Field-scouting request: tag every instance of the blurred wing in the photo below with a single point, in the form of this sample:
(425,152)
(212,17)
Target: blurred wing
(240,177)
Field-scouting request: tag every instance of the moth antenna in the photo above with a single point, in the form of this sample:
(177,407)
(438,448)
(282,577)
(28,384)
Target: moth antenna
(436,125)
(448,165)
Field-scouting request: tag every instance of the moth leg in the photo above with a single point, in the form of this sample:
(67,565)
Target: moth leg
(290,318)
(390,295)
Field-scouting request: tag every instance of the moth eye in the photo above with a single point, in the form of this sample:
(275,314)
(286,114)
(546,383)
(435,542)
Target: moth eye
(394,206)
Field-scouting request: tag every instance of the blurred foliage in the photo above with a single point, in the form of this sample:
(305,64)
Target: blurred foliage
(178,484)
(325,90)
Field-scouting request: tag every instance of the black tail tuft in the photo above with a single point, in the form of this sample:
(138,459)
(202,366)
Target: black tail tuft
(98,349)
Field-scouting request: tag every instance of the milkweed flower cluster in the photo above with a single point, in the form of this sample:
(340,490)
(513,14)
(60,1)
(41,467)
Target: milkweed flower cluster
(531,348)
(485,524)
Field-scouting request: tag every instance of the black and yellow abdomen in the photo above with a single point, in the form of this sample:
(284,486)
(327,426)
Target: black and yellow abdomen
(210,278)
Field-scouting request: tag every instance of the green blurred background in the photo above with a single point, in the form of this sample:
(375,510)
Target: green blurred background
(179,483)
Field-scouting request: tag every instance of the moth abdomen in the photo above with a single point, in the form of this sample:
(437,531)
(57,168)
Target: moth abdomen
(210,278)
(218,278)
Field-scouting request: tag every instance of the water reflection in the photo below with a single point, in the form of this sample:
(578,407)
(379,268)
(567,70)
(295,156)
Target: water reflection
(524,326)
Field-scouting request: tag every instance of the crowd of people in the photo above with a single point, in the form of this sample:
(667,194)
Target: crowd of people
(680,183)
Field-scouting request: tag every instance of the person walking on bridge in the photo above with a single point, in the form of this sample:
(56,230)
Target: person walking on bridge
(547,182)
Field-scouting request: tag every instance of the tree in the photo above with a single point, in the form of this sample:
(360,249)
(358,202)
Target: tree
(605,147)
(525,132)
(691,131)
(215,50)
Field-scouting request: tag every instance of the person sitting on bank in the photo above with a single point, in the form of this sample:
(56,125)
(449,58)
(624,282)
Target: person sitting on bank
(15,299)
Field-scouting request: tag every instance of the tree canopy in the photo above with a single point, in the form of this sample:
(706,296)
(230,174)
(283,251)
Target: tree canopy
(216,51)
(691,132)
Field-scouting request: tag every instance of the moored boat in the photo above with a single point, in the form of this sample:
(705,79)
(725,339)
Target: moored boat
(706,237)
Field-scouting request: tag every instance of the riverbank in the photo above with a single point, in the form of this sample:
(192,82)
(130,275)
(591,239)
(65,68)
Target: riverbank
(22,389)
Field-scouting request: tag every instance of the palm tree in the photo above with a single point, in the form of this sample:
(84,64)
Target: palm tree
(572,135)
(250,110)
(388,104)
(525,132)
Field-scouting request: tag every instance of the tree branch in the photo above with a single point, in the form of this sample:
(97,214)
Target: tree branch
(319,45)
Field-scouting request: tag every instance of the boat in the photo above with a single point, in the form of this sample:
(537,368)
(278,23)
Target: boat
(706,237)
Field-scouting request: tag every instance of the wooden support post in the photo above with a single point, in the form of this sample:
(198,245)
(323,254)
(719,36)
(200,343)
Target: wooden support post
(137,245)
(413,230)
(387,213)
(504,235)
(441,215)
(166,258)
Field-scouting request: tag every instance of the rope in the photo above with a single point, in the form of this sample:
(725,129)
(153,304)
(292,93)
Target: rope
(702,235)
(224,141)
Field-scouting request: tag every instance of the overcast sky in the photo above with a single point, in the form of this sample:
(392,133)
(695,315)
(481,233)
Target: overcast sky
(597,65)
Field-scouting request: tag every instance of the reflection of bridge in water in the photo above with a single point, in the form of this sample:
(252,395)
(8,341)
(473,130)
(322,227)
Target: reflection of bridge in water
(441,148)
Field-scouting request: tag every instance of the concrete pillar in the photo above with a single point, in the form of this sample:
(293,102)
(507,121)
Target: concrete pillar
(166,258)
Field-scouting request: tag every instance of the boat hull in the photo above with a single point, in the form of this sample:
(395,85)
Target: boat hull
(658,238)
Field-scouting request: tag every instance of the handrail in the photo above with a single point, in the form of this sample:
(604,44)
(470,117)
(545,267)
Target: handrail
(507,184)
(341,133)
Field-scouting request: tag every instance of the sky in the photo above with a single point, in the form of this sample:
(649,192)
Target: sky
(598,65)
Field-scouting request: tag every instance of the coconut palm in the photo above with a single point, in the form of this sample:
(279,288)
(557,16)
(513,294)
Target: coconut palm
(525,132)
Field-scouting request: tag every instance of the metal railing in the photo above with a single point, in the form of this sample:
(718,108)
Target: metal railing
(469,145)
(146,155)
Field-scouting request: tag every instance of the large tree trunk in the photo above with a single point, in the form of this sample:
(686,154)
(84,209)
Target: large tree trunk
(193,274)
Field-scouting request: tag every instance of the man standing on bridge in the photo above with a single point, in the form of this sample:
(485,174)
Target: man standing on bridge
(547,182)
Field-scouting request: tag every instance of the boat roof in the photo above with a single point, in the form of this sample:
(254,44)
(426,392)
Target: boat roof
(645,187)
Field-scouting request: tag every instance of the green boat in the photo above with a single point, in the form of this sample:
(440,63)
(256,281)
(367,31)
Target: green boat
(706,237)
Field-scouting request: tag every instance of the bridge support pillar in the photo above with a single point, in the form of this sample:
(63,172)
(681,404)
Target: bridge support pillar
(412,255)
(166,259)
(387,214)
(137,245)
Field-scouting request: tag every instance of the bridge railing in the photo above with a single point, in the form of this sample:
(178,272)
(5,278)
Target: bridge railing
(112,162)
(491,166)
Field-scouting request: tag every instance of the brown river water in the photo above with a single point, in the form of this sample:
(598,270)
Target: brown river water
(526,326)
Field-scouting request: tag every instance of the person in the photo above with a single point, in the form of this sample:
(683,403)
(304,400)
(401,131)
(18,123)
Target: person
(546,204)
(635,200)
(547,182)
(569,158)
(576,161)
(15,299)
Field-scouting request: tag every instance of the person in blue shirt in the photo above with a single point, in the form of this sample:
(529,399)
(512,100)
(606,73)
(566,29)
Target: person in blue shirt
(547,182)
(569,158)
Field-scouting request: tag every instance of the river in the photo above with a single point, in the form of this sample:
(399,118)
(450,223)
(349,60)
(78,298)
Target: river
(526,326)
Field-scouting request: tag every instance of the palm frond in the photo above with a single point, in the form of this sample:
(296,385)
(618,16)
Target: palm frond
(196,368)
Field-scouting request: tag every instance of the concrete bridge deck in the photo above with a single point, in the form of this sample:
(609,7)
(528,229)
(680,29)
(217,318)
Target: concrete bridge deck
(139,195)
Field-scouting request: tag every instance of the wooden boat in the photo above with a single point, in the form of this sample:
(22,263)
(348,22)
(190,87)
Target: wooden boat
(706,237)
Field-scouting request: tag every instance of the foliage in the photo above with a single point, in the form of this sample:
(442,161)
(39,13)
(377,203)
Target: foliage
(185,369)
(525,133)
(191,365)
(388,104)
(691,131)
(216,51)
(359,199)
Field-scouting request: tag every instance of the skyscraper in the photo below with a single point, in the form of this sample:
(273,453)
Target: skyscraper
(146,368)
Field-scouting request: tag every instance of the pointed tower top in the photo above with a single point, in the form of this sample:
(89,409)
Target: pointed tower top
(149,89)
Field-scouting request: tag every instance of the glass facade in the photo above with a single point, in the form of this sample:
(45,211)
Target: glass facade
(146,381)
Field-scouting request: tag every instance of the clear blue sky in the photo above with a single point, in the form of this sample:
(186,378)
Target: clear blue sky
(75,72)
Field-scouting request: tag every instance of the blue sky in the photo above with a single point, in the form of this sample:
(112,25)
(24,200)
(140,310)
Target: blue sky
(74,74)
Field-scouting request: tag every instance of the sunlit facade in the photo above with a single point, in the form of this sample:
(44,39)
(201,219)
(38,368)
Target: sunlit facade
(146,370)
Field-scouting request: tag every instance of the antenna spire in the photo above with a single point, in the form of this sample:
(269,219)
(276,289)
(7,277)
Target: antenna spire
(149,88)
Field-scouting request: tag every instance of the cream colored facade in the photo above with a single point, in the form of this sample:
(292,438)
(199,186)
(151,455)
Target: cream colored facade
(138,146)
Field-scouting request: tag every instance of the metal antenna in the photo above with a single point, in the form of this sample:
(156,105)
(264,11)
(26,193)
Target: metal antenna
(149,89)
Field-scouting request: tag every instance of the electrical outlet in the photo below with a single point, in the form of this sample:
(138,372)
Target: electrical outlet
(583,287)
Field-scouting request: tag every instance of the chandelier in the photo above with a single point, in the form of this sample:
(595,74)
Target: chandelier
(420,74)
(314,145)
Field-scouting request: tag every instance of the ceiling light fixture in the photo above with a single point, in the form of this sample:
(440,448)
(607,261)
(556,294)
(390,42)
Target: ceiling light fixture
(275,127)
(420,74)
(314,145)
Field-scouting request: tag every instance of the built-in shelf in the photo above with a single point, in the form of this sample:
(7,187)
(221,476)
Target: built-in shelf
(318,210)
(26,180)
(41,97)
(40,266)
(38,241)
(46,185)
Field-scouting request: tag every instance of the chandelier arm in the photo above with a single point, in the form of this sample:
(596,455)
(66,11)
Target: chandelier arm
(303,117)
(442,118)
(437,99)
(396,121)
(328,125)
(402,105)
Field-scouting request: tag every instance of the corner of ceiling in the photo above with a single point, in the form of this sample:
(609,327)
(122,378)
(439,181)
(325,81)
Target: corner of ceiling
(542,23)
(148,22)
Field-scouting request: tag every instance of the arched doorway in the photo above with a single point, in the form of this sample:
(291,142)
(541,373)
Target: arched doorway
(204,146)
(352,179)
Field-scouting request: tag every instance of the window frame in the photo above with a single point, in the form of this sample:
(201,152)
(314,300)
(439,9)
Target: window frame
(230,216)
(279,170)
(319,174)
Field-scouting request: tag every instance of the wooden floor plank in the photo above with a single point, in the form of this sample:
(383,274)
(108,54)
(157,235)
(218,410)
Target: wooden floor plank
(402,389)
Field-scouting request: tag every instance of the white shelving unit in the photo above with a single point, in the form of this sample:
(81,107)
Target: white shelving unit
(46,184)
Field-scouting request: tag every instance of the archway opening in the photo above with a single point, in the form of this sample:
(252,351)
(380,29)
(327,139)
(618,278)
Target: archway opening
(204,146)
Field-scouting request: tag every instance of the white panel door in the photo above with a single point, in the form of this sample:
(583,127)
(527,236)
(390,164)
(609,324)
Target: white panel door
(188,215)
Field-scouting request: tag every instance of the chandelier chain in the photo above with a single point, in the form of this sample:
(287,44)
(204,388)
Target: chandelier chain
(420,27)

|---|

(ACTIVITY): The output consists solely of the lines from the line that contains "Field-scouting request: tag every instance of the window" through the final line of the data.

(TASK ANSWER):
Field-scouting request: tag every instance of the window frame in the photo above with a single point, in the form of this sample:
(201,152)
(314,300)
(439,9)
Target: window frame
(230,216)
(279,170)
(319,174)
Field-scouting request: tag every instance of the wooden floor plank in the photo above with a single point, in the form of this sample:
(383,274)
(108,54)
(157,235)
(218,410)
Target: wooden floor plank
(402,389)
Field-scouting request: tag every instance of the white shelving unit in the photo above with a single point, in the form of this sample:
(81,107)
Target: white shelving unit
(46,184)
Field-scouting request: tag every instance of the archway opening in the photo above with a single point, in the form of this sample:
(252,351)
(380,29)
(327,139)
(618,278)
Target: archway opening
(204,146)
Field-scouting request: tag every instance of the white panel door in the photo above with a single point, in the form of this sample:
(583,127)
(527,236)
(390,164)
(609,324)
Target: white panel door
(188,215)
Field-scouting request: tag every instance of the chandelier chain in the photo above with a single point, in the form of this sample:
(287,44)
(204,388)
Target: chandelier chain
(420,27)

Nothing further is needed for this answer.